— START OF RECORD SET —

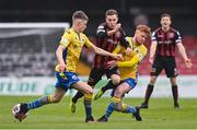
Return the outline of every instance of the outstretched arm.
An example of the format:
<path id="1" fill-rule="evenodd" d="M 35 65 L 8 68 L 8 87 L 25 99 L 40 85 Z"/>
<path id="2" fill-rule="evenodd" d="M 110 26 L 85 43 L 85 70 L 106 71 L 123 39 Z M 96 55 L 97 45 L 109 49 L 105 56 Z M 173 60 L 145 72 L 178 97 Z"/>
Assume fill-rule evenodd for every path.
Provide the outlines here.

— END OF RECORD SET —

◆ YOUR OBJECTIVE ◆
Copy out the data above word for word, leaving out the picture.

◆ CORRECT OUTPUT ◆
Return the outline of every instance of the outstretched arm.
An example of the format:
<path id="1" fill-rule="evenodd" d="M 35 65 L 8 68 L 8 87 L 25 99 L 40 85 Z"/>
<path id="2" fill-rule="evenodd" d="M 110 26 L 85 43 L 85 70 L 106 71 L 123 39 Z M 96 55 L 97 45 L 109 49 L 105 56 Z M 173 60 L 145 72 L 178 97 Z"/>
Assume fill-rule evenodd for every path.
Provide the outlines here.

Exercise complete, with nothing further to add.